• [About this task]
Both the line below containing "Target: team photo lineup" and the line containing "(format x=1112, y=153)", along with every line between them, should be repeated exactly; no other line belongs in the answer.

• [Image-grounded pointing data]
- - -

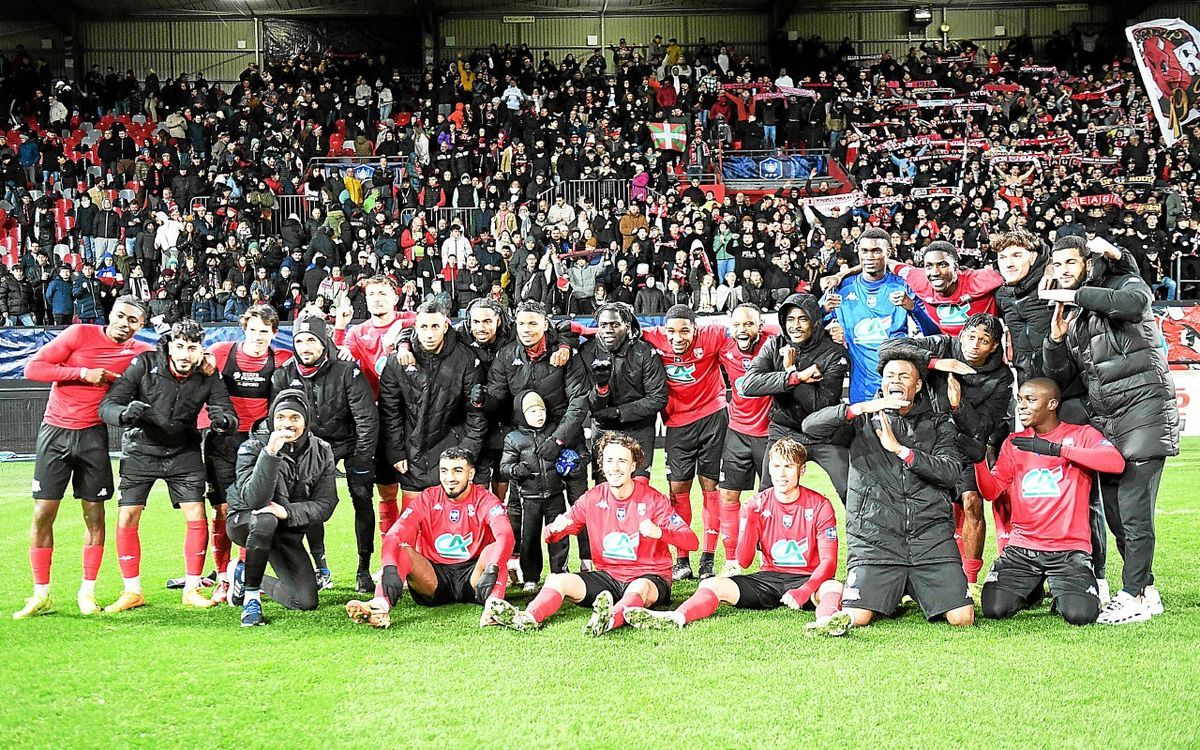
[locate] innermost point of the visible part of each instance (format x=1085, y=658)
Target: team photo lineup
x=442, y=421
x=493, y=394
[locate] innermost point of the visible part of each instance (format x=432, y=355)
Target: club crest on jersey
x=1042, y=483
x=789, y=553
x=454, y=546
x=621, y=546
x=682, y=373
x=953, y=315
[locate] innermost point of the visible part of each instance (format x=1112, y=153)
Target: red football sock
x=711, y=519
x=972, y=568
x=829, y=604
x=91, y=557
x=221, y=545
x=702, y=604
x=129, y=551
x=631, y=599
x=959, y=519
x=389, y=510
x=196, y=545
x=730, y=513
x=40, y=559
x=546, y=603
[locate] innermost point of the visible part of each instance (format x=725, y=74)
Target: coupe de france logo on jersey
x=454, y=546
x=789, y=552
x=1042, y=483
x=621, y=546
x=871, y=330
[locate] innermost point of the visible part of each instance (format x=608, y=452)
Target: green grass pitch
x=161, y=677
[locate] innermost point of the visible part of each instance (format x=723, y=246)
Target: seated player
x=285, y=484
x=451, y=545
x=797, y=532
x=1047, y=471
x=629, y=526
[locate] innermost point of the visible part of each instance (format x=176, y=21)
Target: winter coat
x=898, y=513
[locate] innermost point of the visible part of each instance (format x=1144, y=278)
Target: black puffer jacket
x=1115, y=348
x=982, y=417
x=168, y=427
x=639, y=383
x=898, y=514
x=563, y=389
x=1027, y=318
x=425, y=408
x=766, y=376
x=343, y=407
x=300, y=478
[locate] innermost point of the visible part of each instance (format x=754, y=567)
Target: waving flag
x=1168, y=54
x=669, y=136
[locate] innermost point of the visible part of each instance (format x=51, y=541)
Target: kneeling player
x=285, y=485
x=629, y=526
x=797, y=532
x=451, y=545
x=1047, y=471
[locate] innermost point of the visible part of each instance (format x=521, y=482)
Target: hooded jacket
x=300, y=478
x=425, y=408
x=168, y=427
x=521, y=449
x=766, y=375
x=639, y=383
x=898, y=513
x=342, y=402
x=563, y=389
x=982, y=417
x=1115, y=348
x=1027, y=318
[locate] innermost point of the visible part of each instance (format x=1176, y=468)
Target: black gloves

- - -

• [Answer section]
Target: team photo lineup
x=442, y=421
x=493, y=394
[locate] innermost point of the visible part of each instance (format x=432, y=355)
Target: club crest on jersey
x=1042, y=483
x=789, y=553
x=454, y=546
x=621, y=546
x=682, y=373
x=953, y=315
[locate] innermost point of the visible part of each instance (format x=1112, y=153)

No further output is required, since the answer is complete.